- **GIVEN EXERCISE**: Take the line that contains "Target = street sign" as the first line and the final line of the records as the last; return exactly those lines and the lines between.

- **MATERIAL SHOWN**:
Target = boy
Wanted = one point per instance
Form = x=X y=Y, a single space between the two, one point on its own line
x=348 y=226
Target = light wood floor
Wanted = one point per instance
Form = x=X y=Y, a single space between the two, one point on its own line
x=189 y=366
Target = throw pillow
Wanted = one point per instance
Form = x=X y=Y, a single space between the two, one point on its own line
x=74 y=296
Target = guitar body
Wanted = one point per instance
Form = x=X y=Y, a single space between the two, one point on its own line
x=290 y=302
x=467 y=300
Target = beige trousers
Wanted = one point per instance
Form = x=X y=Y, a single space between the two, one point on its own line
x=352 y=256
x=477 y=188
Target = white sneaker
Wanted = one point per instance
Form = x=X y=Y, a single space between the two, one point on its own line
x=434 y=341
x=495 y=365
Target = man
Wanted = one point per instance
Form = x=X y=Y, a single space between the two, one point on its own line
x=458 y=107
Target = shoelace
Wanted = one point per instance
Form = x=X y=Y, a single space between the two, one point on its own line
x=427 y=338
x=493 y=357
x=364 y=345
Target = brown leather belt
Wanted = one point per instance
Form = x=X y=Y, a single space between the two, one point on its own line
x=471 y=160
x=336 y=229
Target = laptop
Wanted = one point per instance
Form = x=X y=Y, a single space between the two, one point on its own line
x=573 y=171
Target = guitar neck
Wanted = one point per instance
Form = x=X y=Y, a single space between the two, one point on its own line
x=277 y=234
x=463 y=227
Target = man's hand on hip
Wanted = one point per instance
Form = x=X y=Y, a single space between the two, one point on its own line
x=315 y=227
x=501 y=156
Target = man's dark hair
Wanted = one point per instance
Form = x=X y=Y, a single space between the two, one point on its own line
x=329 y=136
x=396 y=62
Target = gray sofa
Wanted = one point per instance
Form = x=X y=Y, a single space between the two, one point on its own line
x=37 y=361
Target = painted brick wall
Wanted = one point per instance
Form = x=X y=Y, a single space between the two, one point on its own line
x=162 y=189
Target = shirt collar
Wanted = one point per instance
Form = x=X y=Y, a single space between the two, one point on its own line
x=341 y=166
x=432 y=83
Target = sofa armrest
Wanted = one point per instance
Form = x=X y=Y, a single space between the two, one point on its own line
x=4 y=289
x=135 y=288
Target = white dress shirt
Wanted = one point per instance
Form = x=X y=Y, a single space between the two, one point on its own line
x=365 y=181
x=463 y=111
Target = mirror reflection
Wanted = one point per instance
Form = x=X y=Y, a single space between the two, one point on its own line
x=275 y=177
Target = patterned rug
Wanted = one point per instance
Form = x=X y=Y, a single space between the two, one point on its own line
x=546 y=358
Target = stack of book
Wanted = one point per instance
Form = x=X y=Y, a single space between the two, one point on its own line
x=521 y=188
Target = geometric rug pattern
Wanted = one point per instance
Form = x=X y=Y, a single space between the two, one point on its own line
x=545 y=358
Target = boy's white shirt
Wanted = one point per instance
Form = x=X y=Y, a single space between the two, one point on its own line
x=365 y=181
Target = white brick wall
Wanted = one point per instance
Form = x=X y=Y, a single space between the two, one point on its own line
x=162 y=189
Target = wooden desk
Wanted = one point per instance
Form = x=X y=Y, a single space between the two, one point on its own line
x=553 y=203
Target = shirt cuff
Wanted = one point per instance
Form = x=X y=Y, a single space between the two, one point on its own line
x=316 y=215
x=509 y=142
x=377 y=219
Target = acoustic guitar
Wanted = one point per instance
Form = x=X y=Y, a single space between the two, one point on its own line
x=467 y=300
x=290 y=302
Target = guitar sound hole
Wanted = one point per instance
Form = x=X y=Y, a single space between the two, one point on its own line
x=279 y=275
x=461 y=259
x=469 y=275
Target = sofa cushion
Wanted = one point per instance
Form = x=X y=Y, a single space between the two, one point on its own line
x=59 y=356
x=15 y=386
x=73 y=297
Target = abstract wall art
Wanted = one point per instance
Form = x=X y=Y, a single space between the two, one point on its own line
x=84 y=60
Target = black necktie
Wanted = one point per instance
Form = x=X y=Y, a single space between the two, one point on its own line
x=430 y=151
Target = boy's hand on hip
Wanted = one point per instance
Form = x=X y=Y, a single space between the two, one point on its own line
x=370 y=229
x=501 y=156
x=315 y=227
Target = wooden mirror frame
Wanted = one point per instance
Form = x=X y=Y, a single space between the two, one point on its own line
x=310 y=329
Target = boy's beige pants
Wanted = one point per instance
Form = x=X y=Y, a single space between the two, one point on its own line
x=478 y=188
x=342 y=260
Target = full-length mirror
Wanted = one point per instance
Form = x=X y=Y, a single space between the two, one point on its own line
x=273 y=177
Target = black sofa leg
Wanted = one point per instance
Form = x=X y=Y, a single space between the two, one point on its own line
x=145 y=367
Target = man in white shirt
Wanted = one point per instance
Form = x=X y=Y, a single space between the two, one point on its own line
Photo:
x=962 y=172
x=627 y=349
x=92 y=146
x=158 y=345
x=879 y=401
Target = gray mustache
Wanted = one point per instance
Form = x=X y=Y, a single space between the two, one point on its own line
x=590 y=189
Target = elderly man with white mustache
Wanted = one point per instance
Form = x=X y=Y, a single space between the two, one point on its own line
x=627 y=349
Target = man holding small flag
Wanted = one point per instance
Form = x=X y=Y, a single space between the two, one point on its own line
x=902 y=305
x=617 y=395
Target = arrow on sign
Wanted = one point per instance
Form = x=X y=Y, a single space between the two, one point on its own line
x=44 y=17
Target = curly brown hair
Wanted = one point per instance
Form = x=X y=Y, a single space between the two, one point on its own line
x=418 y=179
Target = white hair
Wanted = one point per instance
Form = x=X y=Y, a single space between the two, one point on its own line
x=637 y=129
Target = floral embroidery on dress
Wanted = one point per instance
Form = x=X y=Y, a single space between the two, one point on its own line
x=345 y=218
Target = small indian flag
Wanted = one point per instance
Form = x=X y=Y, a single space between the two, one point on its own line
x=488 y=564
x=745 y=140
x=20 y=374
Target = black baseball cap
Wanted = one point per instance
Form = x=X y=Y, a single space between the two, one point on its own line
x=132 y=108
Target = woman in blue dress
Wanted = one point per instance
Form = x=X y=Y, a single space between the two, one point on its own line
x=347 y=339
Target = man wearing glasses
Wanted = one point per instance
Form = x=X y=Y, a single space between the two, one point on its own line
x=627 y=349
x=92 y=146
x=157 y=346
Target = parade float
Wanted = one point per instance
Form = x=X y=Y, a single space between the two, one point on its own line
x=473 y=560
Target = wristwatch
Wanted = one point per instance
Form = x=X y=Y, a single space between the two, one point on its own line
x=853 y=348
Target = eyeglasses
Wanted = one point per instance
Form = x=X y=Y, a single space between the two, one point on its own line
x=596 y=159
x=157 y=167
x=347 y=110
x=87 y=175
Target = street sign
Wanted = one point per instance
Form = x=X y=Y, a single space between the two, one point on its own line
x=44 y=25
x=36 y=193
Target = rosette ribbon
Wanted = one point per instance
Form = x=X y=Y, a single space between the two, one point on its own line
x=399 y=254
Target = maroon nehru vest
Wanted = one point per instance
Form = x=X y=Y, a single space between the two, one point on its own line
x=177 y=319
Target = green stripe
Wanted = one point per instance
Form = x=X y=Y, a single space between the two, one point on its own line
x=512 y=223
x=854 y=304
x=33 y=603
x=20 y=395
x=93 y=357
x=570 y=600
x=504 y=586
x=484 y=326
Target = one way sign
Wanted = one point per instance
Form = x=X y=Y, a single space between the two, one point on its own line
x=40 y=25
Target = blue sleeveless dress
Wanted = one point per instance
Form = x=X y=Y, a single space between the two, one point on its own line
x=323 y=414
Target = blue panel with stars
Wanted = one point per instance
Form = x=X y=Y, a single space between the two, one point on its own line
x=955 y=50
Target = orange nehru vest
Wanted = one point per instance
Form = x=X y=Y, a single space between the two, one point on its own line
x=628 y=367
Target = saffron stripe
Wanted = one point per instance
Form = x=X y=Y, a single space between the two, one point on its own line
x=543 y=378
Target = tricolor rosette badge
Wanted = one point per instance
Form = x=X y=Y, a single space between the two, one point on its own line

- **WRITTEN REPLY**:
Target = street sign
Wanted = one point per instance
Form = x=X y=Y, a single space between the two, one point on its own line
x=44 y=25
x=36 y=193
Target = rosette ribbon
Wanted = one point per instance
Form = x=X y=Y, a single space between the two, one point on its own line
x=399 y=254
Target = maroon nehru vest
Wanted = one point per instance
Form = x=X y=Y, a single space between the two, one point on its own line
x=177 y=319
Target = green stripe
Wanted = one point per instance
Form = x=X y=Y, a single space between the two, one point on its own line
x=512 y=223
x=854 y=304
x=33 y=603
x=20 y=395
x=93 y=357
x=570 y=600
x=504 y=586
x=484 y=326
Target = one way sign
Wanted = one point per instance
Form = x=X y=Y, a single space between the two, one point on its own line
x=40 y=25
Target = blue sleeveless dress
Wanted = one point per instance
Form = x=X y=Y, a single space between the two, one point on its own line
x=323 y=414
Target = blue panel with stars
Wanted = one point per instance
Form = x=X y=Y, a single space between the two, one point on its own line
x=955 y=50
Target = orange nehru vest
Wanted = one point per instance
Form = x=X y=Y, a single space between the two, one point on its own line
x=628 y=367
Target = saffron stripe
Wanted = one point per instance
Form = x=X y=Y, a single space between the two, one point on its own line
x=543 y=378
Target = tricolor rosette badge
Wanted = one point per instance
Form = x=X y=Y, a single space between the two, one point on its own line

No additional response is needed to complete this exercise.